In the text on favorite DC streets, translate this sentence into Spanish: "8th Street serves as the main corridor between Navy Yard and the H Street area."

-- BEGIN Text shown --

Have you been on the edge of your seats for which streets I’d pick as my ten favorite? Here they are. (Here are #11-20.)

10) K Street NW/NE

DC’s iconic thoroughfare, home to lobbyists, lawyers, and think tanks is so renowned it inspired its own show on HBO.

Starting as Water Street under the Whitehurst Freeway in Georgetown, it crosses Washington Circle to become a multi-modal corridor. It skirts by Farragut Square, Franklin Park, and Mount Vernon Square before quieting down in the H Street area.

9) 8th Street SE/NE

Perhaps best known for the Marine Corps Barracks at 8th & I, the Barracks Row section of Southeast is perhaps the quadrant’s nicest. 8th Street serves as the main corridor between Navy Yard and the H Street area. Eventually, 8th Street will be multimodal, getting a streetcar. The corner of 8th and H will likely be a big hub for the system.

8) Columbia Road NW

Running from the McMillian Reservoir down to Kalorama, Columbia Road connects some of Northwest’s hippest neighborhoods. In Park View and Columbia Heights, it is mostly one-way residential, boasting attractive Federal and Victorian row houses, respectively.

West of 14th Street, it transitions into more of a main street. Most notably, it is the axis between the hearts of Columbia Heights and Adams Morgan, connecting two of the hottest night life districts in the city.

7) Pennsylvania Avenue NW/SE

When it comes to monumental, it doesn’t get bigger than Pennsylvania Avenue, perhaps anywhere in the world. It is the axis between the White House and the Capitol, but so much more. It begins in Georgetown and runs through Foggy Bottom and Washington Circle.

-- END Text shown --
-- BEGIN Data provided --

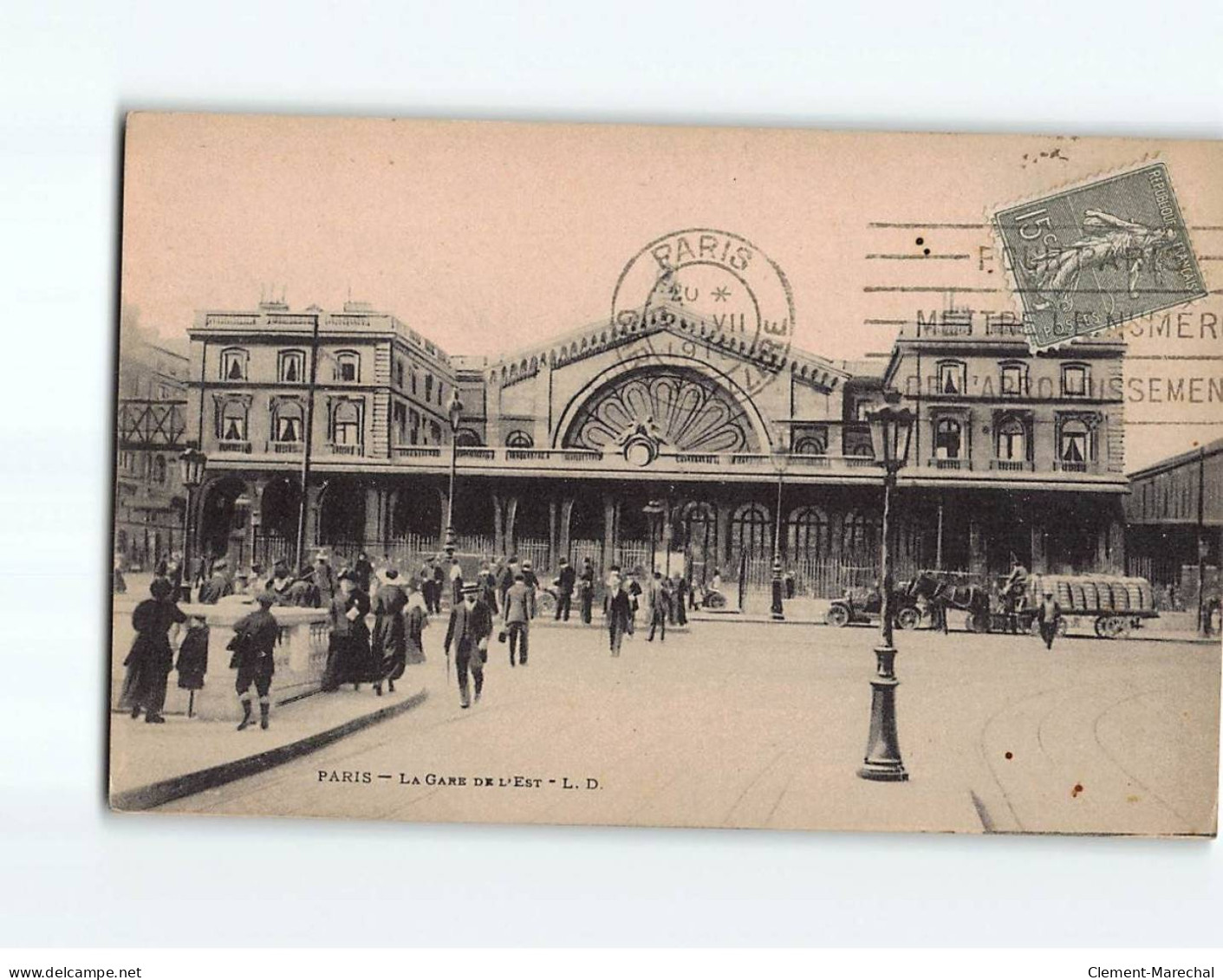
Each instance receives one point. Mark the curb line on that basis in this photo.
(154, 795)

-- END Data provided --
-- BEGIN Data provided --

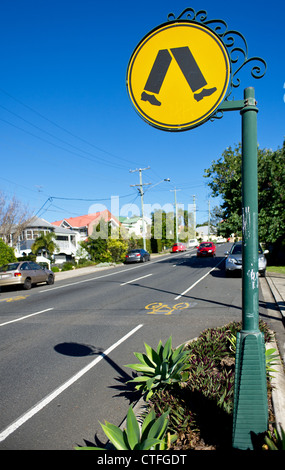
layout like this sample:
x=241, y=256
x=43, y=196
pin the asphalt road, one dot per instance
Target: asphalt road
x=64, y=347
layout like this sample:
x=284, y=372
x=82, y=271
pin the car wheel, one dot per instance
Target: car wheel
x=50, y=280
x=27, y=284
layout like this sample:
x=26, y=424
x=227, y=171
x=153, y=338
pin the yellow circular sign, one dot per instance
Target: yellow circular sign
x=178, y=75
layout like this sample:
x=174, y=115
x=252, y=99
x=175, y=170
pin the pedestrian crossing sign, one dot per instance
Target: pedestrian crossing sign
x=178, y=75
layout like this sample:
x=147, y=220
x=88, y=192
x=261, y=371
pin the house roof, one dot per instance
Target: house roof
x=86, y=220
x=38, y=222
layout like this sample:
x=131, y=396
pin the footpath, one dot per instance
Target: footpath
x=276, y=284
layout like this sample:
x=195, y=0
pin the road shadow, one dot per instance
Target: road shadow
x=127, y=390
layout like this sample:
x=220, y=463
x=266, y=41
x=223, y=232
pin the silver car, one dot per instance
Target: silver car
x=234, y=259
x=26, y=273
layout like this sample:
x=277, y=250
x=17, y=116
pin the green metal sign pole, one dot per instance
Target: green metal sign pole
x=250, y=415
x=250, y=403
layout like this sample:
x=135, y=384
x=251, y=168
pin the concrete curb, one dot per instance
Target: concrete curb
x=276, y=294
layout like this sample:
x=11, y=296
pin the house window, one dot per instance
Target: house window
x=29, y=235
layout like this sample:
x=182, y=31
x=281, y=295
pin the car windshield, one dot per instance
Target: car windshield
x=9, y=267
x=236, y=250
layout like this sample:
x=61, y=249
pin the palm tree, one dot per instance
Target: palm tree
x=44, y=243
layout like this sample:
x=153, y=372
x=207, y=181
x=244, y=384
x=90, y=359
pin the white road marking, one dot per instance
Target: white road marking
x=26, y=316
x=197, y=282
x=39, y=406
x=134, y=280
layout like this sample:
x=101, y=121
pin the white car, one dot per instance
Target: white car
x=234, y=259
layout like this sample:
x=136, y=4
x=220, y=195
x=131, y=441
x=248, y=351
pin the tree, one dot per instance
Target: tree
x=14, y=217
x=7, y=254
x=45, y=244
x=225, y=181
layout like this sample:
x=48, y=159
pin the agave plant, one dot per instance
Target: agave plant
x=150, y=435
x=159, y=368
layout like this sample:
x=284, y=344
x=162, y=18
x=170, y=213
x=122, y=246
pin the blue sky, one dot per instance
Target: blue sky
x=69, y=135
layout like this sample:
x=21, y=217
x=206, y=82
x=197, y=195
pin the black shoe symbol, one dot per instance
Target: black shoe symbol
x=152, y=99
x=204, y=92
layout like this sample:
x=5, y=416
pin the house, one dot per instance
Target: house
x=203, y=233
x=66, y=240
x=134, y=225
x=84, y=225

-- END Data provided --
-- BEGIN Data provided --

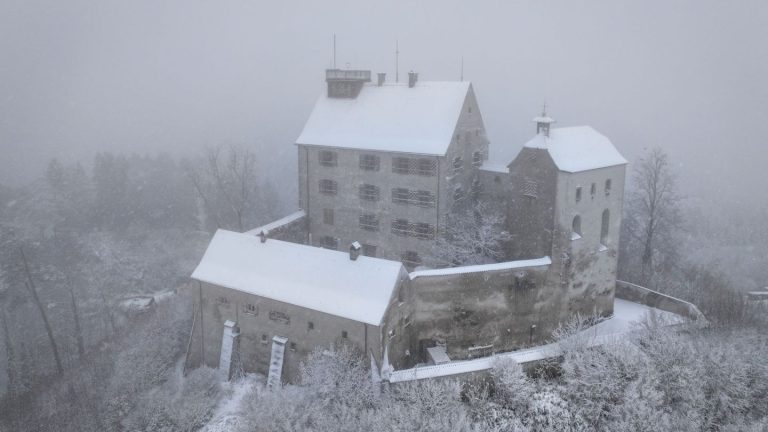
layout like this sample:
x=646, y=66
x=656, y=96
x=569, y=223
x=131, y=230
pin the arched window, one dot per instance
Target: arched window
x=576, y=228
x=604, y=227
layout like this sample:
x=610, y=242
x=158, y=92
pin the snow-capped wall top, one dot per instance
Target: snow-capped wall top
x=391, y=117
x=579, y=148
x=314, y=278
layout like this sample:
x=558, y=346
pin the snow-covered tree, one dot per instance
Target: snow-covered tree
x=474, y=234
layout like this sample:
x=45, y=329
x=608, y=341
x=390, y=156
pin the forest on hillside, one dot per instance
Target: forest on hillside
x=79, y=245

-- END Data provided --

In response: 8th Street funciona como el corredor principal entre Navy Yard y la zona de H Street.